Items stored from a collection
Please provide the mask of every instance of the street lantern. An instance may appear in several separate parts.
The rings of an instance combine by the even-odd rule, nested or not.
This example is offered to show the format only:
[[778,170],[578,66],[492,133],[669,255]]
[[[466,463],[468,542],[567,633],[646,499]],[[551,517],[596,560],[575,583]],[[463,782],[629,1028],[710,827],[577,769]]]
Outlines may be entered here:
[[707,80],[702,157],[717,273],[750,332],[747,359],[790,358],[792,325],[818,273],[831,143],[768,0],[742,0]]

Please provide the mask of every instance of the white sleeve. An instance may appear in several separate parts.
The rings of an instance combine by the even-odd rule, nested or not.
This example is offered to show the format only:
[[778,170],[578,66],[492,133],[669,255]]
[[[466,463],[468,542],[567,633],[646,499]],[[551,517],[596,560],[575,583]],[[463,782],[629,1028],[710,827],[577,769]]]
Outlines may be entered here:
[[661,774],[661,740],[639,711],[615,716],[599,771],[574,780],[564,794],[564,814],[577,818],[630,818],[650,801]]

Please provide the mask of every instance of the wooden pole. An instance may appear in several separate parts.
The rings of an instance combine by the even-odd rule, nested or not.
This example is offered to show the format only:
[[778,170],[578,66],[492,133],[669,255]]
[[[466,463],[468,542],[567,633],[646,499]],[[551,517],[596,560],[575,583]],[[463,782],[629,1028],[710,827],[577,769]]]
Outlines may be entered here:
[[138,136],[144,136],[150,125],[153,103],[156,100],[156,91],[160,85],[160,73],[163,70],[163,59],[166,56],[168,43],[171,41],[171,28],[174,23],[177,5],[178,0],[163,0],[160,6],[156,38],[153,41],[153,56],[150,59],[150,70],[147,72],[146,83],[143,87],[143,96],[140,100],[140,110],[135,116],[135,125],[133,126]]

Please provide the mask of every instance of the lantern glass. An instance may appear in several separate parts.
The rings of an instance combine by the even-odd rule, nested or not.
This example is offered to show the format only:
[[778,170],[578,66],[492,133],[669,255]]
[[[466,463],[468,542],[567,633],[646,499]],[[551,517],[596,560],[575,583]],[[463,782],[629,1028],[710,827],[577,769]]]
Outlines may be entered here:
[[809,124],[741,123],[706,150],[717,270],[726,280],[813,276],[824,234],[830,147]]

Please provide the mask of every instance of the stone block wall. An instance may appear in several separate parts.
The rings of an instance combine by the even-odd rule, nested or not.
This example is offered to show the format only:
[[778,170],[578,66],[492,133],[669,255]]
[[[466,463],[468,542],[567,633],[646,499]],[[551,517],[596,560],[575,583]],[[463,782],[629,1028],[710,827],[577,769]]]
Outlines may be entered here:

### Directive
Format every line of the material above as a JSON list of strings, with one string per line and blank lines omitted.

### Reply to the exercise
[
  "Please provide the mask of every instance of the street lantern. An instance may appear in several separate parts.",
  "The rings of an instance combine by the even-odd rule, nested or not.",
  "This example is offered to show the format only:",
  "[[778,170],[578,66],[492,133],[669,255]]",
  "[[[466,463],[468,542],[567,633],[646,499]],[[551,517],[596,560],[575,583]],[[463,782],[629,1028],[710,827],[577,769]]]",
  "Outlines may be entered here:",
  "[[707,80],[702,157],[717,273],[750,332],[747,359],[790,358],[792,325],[818,273],[831,143],[768,0],[742,0]]",
  "Please provide the mask of every instance of the white sleeve. An instance may appear in several separate parts.",
  "The rings of an instance combine by the even-odd rule, nested or not.",
  "This example is offered to show the format only:",
  "[[778,170],[578,66],[492,133],[669,255]]",
  "[[[466,463],[468,542],[567,633],[646,499]],[[551,517],[596,560],[575,583]],[[463,782],[629,1028],[710,827],[577,769]]]",
  "Outlines may be entered here:",
  "[[661,774],[661,740],[639,711],[615,716],[599,771],[574,780],[564,794],[564,814],[577,818],[630,818],[650,801]]",
  "Please provide the mask of every instance of the wooden pole. An instance may appear in several separate parts.",
  "The rings of an instance combine by the even-odd rule, nested or not.",
  "This example is offered to show the format only:",
  "[[778,170],[578,66],[492,133],[669,255]]",
  "[[[466,463],[468,542],[567,633],[646,499]],[[551,517],[596,560],[575,583]],[[463,782],[629,1028],[710,827],[577,769]]]",
  "Outlines may be entered here:",
  "[[138,136],[144,136],[150,125],[153,103],[156,100],[156,91],[160,85],[160,73],[163,70],[163,59],[166,56],[168,43],[171,41],[171,28],[174,23],[177,5],[178,0],[163,0],[160,6],[156,38],[153,41],[153,56],[150,59],[150,70],[147,72],[146,83],[143,87],[143,96],[140,100],[140,110],[135,116],[135,125],[133,126]]",
  "Please provide the mask of every instance of the lantern glass. An instance may appear in several separate parts.",
  "The rings of an instance combine by the even-odd rule, nested or not.",
  "This example is offered to show the format only:",
  "[[778,170],[578,66],[492,133],[669,255]]",
  "[[[466,463],[468,542],[567,633],[646,499]],[[551,517],[596,560],[575,583]],[[463,782],[629,1028],[710,827],[577,769]]]",
  "Outlines may be entered here:",
  "[[809,124],[741,123],[706,150],[717,270],[726,280],[813,276],[824,234],[830,147]]",
  "Please provide the mask of every instance of the stone block wall. An instance may appear in several separate parts.",
  "The rings of an instance combine by the even-odd rule, nested or not.",
  "This example is offered to show the format only:",
  "[[778,170],[578,66],[492,133],[669,255]]",
  "[[[466,463],[468,542],[567,633],[646,499]],[[551,517],[596,560],[575,583]],[[463,782],[629,1028],[710,827],[577,769]]]",
  "Outlines may be entered here:"
]